EXTRAIT:
▬▬▬▬▬▬

Dans un contexte où il n’existe pas de mécanisme formel d’indexation des salaires à l’évolution des prix, cette hausse du coût de la vie pourrait entraîner des conséquences économiques et sociales significatives. Au Gabon, les salaires – notamment dans le secteur public – sont ajustés de manière ponctuelle, sans lien automatique avec l’inflation. Dans le secteur privé, les petites entreprises peinent déjà à absorber les hausses de coûts. Par conséquent, les revenus stagnent tandis que les prix de l’énergie, du transport et des produits essentiels augmentent. Cette dynamique fragilise le budget des ménages, particulièrement ceux à faibles revenus qui consacrent une part importante de leurs ressources aux biens de première nécessité.
La baisse du pouvoir d’achat pourrait freiner également la demande intérieure, affectant les secteurs du commerce, des services et de l’artisanat local, déjà vulnérables. Face à ce défi, le gouvernement doit concilier rigueur budgétaire et protection sociale. Des mesures ciblées – subventions, transferts sociaux ou négociations salariales – pourraient atténuer l’impact sur les plus vulnérables.

▬▬▬▬▬▬

Extraits du jeu de données d'annotation de lieux:
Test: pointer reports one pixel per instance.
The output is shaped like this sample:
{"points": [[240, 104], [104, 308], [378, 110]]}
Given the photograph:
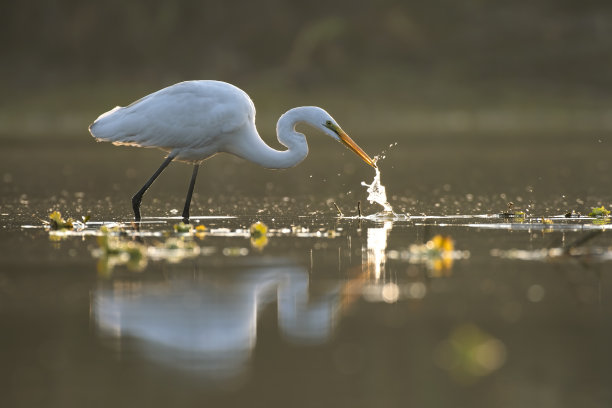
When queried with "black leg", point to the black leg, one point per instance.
{"points": [[138, 196], [190, 193]]}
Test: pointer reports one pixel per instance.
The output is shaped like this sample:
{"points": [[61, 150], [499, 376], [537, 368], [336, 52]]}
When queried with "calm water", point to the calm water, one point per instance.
{"points": [[323, 311]]}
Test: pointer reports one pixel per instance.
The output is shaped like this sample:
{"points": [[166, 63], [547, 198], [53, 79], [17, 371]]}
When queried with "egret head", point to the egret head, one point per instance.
{"points": [[332, 129]]}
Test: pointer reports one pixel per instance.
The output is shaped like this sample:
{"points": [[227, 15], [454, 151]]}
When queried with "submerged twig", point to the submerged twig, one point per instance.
{"points": [[338, 209]]}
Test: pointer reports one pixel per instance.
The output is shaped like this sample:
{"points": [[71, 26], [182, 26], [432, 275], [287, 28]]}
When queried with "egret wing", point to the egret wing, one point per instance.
{"points": [[188, 115]]}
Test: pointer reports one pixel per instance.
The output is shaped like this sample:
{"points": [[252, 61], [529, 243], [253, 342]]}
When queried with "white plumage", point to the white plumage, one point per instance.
{"points": [[194, 120]]}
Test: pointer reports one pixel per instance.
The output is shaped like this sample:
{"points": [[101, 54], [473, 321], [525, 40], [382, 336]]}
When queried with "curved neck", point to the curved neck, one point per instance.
{"points": [[253, 148]]}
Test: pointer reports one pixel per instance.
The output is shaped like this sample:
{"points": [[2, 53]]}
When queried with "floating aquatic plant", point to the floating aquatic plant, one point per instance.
{"points": [[512, 213], [470, 353], [599, 212], [183, 228], [438, 254], [113, 251]]}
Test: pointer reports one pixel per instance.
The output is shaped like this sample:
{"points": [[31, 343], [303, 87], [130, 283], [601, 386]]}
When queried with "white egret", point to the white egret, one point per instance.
{"points": [[195, 120]]}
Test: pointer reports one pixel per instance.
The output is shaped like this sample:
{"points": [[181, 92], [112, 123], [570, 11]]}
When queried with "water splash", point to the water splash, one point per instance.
{"points": [[376, 191]]}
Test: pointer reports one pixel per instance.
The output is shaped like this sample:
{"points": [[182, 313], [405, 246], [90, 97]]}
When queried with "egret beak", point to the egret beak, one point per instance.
{"points": [[348, 142]]}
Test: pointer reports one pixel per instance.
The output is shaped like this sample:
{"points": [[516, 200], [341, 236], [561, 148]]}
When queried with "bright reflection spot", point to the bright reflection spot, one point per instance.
{"points": [[535, 293], [390, 292], [374, 255], [416, 290]]}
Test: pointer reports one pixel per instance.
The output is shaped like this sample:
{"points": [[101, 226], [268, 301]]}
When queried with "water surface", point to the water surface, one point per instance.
{"points": [[454, 306]]}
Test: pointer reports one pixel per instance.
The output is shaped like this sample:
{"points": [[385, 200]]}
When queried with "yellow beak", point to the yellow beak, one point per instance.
{"points": [[353, 146]]}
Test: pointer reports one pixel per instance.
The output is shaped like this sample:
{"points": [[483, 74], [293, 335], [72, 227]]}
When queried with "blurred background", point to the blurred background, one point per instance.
{"points": [[383, 67]]}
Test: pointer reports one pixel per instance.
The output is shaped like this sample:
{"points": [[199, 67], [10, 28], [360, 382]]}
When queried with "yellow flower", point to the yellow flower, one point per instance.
{"points": [[200, 231], [58, 223], [258, 229], [181, 227], [259, 238]]}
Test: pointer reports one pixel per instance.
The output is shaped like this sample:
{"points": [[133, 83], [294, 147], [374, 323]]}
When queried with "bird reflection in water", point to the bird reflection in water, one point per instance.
{"points": [[208, 322]]}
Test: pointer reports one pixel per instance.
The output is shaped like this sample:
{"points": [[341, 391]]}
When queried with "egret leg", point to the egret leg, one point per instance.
{"points": [[138, 196], [190, 193]]}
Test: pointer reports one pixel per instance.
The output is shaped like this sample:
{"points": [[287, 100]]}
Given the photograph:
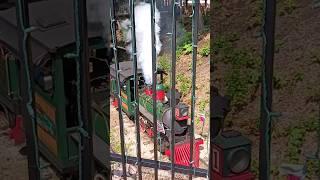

▬▬▬▬▬▬

CONSIGNES À RESPECTER:
Dans l'extrait sur le coût de la vie au Gabon, relevez toutes les mesures ciblées envisagées pour atténuer l'impact sur les plus vulnérables.

RÉPONSE RÉDIGÉE:
Les subventions, les transferts sociaux et les négociations salariales.